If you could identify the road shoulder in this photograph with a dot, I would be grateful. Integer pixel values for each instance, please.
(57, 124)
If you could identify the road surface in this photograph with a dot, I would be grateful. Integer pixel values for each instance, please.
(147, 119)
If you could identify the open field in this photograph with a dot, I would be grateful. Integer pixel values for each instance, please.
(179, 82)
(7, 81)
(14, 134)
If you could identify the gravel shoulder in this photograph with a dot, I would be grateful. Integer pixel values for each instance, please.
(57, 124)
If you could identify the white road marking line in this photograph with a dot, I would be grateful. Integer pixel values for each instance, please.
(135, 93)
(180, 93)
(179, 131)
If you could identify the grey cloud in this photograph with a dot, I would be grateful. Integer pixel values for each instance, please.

+---+

> [Work order] Every line from the one containing "If you could identify the road surface" to the end of the entries must be set down exactly, with none omitted and none added.

> [Solution]
If you could identify the road surface in this photograph with a dot, I would be grateful. Integer pixel values for each instance, please.
(147, 119)
If you could identify the open field in this photograph with a dot, I would be grateful. Integer pixel values for each instance, please.
(179, 82)
(7, 81)
(14, 134)
If you could identify the gravel shoulder in this photograph with a dot, I would be grateful. Integer pixel values for each instance, please.
(57, 124)
If you could identify the white road marking line in this photograph with a dot, I would be grateful. Integer pixel values for each instance, please.
(135, 93)
(180, 93)
(179, 131)
If you could identify the grey cloud in this photograph with a dot, I would be grateful. Integer pixel values for each instance, please.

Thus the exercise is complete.